All that should come back is the lines of the data below from the one containing "25L423 0H329L302 58L289" to the one containing "positive clicks: (378, 226)", inclusive, exactly as they stand.

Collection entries
------------------------

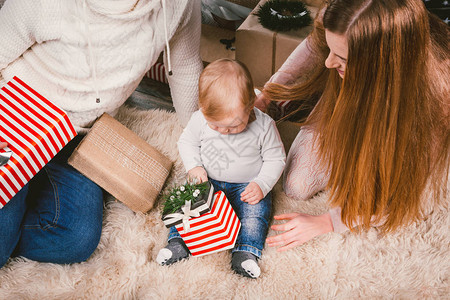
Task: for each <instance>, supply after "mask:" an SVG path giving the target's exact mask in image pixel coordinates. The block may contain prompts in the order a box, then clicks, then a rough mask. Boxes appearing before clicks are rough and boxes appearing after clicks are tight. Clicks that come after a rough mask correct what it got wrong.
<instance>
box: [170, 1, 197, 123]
mask: <svg viewBox="0 0 450 300" xmlns="http://www.w3.org/2000/svg"><path fill="white" fill-rule="evenodd" d="M200 14H201V10H200V1H189V3H188V5H187V8H186V11H185V14H184V16H183V18H184V19H182V21H181V24H180V26H179V27H178V29H177V31H176V32H175V34H174V36H173V37H172V38H171V40H170V50H171V62H172V69H173V75H171V76H168V80H169V85H170V91H171V94H172V101H173V105H174V107H175V110H176V112H177V116H178V119H179V120H180V122H181V124H182V125H183V126H185V125H186V124H187V122H188V121H189V118H190V117H191V115H192V113H193V112H194V111H196V110H198V78H199V76H200V72H201V71H202V68H203V64H202V60H201V57H200V33H201V15H200ZM164 64H165V65H166V66H167V65H168V64H167V58H166V57H165V63H164Z"/></svg>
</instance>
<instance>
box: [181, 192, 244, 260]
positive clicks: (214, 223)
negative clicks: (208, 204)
mask: <svg viewBox="0 0 450 300" xmlns="http://www.w3.org/2000/svg"><path fill="white" fill-rule="evenodd" d="M189 224H190V230H189V232H187V233H186V232H184V229H183V223H181V224H178V225H176V226H175V228H176V229H177V230H178V232H179V233H180V235H181V237H182V238H183V240H184V242H185V244H186V246H187V247H188V248H189V251H191V254H192V255H193V256H202V255H206V254H210V253H214V252H218V251H223V250H227V249H231V248H233V247H234V244H235V243H236V239H237V235H238V233H239V229H240V228H241V222H240V221H239V219H238V217H237V216H236V213H235V212H234V210H233V208H232V207H231V204H230V202H229V201H228V199H227V197H226V196H225V193H224V192H222V191H219V192H217V193H215V194H214V203H213V206H212V208H211V211H210V212H208V213H206V214H203V215H201V216H199V217H196V218H191V219H190V220H189Z"/></svg>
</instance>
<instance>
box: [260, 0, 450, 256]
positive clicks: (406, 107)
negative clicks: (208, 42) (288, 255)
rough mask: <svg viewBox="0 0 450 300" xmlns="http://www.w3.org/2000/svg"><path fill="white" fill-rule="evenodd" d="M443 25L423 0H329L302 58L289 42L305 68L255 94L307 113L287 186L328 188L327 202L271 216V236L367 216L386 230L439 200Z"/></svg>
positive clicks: (378, 226)
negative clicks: (292, 211) (314, 67)
mask: <svg viewBox="0 0 450 300" xmlns="http://www.w3.org/2000/svg"><path fill="white" fill-rule="evenodd" d="M448 28H449V27H448V26H447V25H446V24H445V23H444V22H442V21H441V20H439V19H438V18H436V17H434V16H432V15H431V14H429V13H428V12H427V10H426V9H425V7H424V5H423V3H422V1H420V0H376V1H375V0H332V1H329V2H328V3H327V4H326V5H325V7H324V9H323V10H321V11H320V13H319V14H318V17H317V18H316V20H315V26H314V30H313V32H312V34H311V35H310V36H309V37H308V39H307V41H306V44H303V45H302V46H300V47H299V49H300V48H302V47H303V49H304V50H299V51H300V52H302V53H303V54H304V53H306V56H302V55H299V53H295V52H294V53H293V55H291V57H290V58H289V59H288V61H287V64H289V65H288V66H287V67H286V66H284V70H296V69H297V72H298V73H300V72H299V71H298V69H299V68H300V67H299V66H298V65H303V66H304V65H306V64H308V63H309V65H310V66H308V67H307V68H305V69H306V70H307V71H309V72H305V74H303V75H305V76H303V78H300V83H297V84H293V85H282V84H277V83H274V82H271V83H268V84H266V86H265V88H264V90H263V93H262V94H263V96H262V97H263V98H265V99H270V100H276V101H285V100H297V101H296V102H298V103H300V106H299V107H298V109H297V110H296V111H302V112H305V111H307V112H308V113H309V112H310V113H309V114H308V116H307V118H306V119H304V120H303V121H302V123H303V127H302V129H301V130H300V132H299V134H298V136H297V138H296V140H295V141H294V143H293V145H292V147H291V149H290V153H289V155H288V162H287V165H286V170H285V176H284V179H285V180H284V189H285V192H286V194H287V195H289V196H291V197H294V198H298V199H308V198H310V197H312V196H313V195H314V194H315V193H317V192H319V191H321V190H324V189H327V190H329V192H330V200H329V204H330V206H331V207H332V209H331V210H330V211H329V212H328V213H326V214H323V215H318V216H311V215H306V214H301V213H290V214H284V215H279V216H275V219H276V220H287V222H285V223H283V224H278V225H273V226H272V229H274V230H276V231H284V232H283V233H280V234H278V235H276V236H272V237H269V238H268V239H267V243H268V245H269V246H281V247H280V248H279V250H281V251H282V250H286V249H289V248H292V247H295V246H297V245H300V244H302V243H304V242H306V241H308V240H310V239H312V238H313V237H315V236H318V235H320V234H324V233H327V232H331V231H335V232H342V231H344V230H347V229H351V230H354V229H356V228H358V229H368V228H369V227H373V226H376V227H378V228H379V229H380V230H381V232H384V233H387V232H390V231H393V230H396V229H398V228H400V227H402V226H405V225H408V224H410V223H412V222H415V221H417V220H420V219H421V218H422V217H423V216H424V214H425V213H426V207H429V205H431V204H435V203H436V202H438V201H447V198H448V171H449V132H450V130H449V120H450V118H449V111H450V109H449V98H450V97H449V95H450V93H449V84H448V80H449V78H450V74H449V70H450V68H449V67H450V58H449V50H448V49H449V48H448V36H449V35H448V33H449V29H448ZM305 45H306V46H305ZM305 49H306V50H305ZM299 51H297V52H299ZM295 57H297V58H298V57H300V59H299V60H298V61H297V60H296V59H295ZM296 64H297V65H296ZM311 65H313V66H316V68H313V67H311ZM300 69H301V68H300ZM284 75H286V74H283V76H284ZM285 77H286V76H285ZM285 82H286V81H285ZM294 113H295V111H294Z"/></svg>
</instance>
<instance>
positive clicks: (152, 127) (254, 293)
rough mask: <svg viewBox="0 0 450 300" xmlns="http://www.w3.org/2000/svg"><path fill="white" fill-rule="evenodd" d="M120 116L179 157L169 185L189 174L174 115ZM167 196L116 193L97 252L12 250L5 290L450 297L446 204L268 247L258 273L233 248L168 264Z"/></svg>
mask: <svg viewBox="0 0 450 300" xmlns="http://www.w3.org/2000/svg"><path fill="white" fill-rule="evenodd" d="M118 118H119V119H120V120H122V122H123V123H124V124H126V125H127V126H128V127H130V128H131V129H133V130H134V131H135V132H137V133H138V134H139V135H140V136H141V137H143V138H144V139H145V140H147V141H148V142H149V143H150V144H151V145H153V146H155V147H156V148H158V149H159V150H160V151H161V152H163V153H164V154H166V155H167V156H168V157H170V158H171V159H172V160H173V161H175V166H174V169H173V171H172V174H171V176H170V178H169V180H168V184H173V183H176V182H180V183H181V182H182V181H184V171H183V167H182V163H181V161H180V159H179V157H178V153H177V147H176V140H177V138H178V136H179V135H180V133H181V131H182V128H181V126H180V125H179V124H178V123H177V120H176V117H175V115H174V114H172V113H168V112H164V111H137V110H131V109H123V110H122V111H121V114H120V115H119V117H118ZM160 204H161V203H158V204H157V207H155V208H154V209H152V210H151V211H150V213H149V214H148V215H144V214H140V213H139V214H136V213H134V212H132V211H131V210H129V209H128V208H127V207H125V206H124V205H123V204H121V203H119V202H117V201H114V199H112V198H110V199H108V200H107V201H106V204H105V214H104V229H103V234H102V238H101V241H100V244H99V246H98V248H97V250H96V251H95V252H94V254H93V255H92V256H91V258H90V259H89V260H88V261H86V262H84V263H79V264H73V265H56V264H49V263H37V262H34V261H30V260H26V259H22V258H16V259H11V260H10V261H9V263H8V264H7V265H6V266H5V267H3V268H2V269H0V299H293V298H295V299H311V298H314V299H349V298H370V299H373V298H375V299H443V298H446V299H449V298H448V295H449V292H450V288H449V275H450V256H449V254H450V252H449V248H450V247H449V245H450V237H449V225H450V218H449V210H448V205H447V203H445V204H444V205H441V206H440V207H439V208H436V209H435V210H434V212H433V213H432V214H431V215H430V216H429V217H428V218H427V219H426V220H425V221H424V222H421V223H417V224H415V225H413V226H410V227H408V228H405V229H402V230H399V231H398V232H395V233H393V234H391V235H389V236H384V237H382V236H379V234H378V232H377V231H376V230H375V229H372V230H370V231H368V232H365V233H362V234H359V235H357V234H351V233H345V234H342V235H340V234H335V233H330V234H327V235H324V236H321V237H318V238H316V239H314V240H312V241H310V242H308V243H306V244H305V245H303V246H301V247H298V248H296V249H293V250H289V251H287V252H282V253H279V252H276V250H275V249H273V248H266V249H265V250H264V252H263V257H262V260H261V261H260V265H261V270H262V275H261V277H260V278H259V279H257V280H251V279H247V278H243V277H240V276H238V275H236V274H234V273H233V272H232V271H231V269H230V258H231V254H230V251H224V252H220V253H216V254H211V255H207V256H204V257H200V258H191V259H189V260H186V261H182V262H179V263H177V264H175V265H173V266H170V267H161V266H159V265H158V264H157V263H156V262H155V259H156V255H157V253H158V250H159V249H160V248H162V247H163V246H164V245H165V244H166V238H167V233H168V229H167V228H166V227H165V226H164V225H163V223H162V221H161V220H160ZM273 204H274V211H275V213H277V214H278V213H281V212H292V211H299V212H306V213H311V214H318V213H321V212H323V211H325V210H326V194H325V193H323V194H320V195H318V196H317V197H315V198H314V199H311V200H309V201H305V202H298V201H294V200H292V199H289V198H288V197H286V196H285V195H284V193H283V192H282V191H281V188H280V186H276V188H275V190H274V203H273ZM273 234H274V232H272V231H271V232H269V235H273Z"/></svg>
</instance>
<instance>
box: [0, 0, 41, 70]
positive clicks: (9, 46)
mask: <svg viewBox="0 0 450 300" xmlns="http://www.w3.org/2000/svg"><path fill="white" fill-rule="evenodd" d="M39 8H40V5H39V1H27V0H8V1H6V2H5V4H4V5H3V6H2V8H1V10H0V40H1V42H0V70H2V69H4V68H6V66H7V65H9V64H10V63H11V62H13V61H14V60H16V59H17V58H18V57H19V56H21V55H22V54H23V53H24V52H25V51H26V50H27V49H28V48H29V47H30V46H31V45H33V44H34V43H35V42H36V31H37V29H38V26H39V14H38V13H36V12H38V11H39Z"/></svg>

------------------------

* **Answer space**:
rough mask: <svg viewBox="0 0 450 300" xmlns="http://www.w3.org/2000/svg"><path fill="white" fill-rule="evenodd" d="M443 25L423 0H329L302 58L289 42L305 68L255 94L307 113L287 186L328 188L327 202L271 216V236L367 216L386 230L439 200Z"/></svg>
positive clicks: (378, 226)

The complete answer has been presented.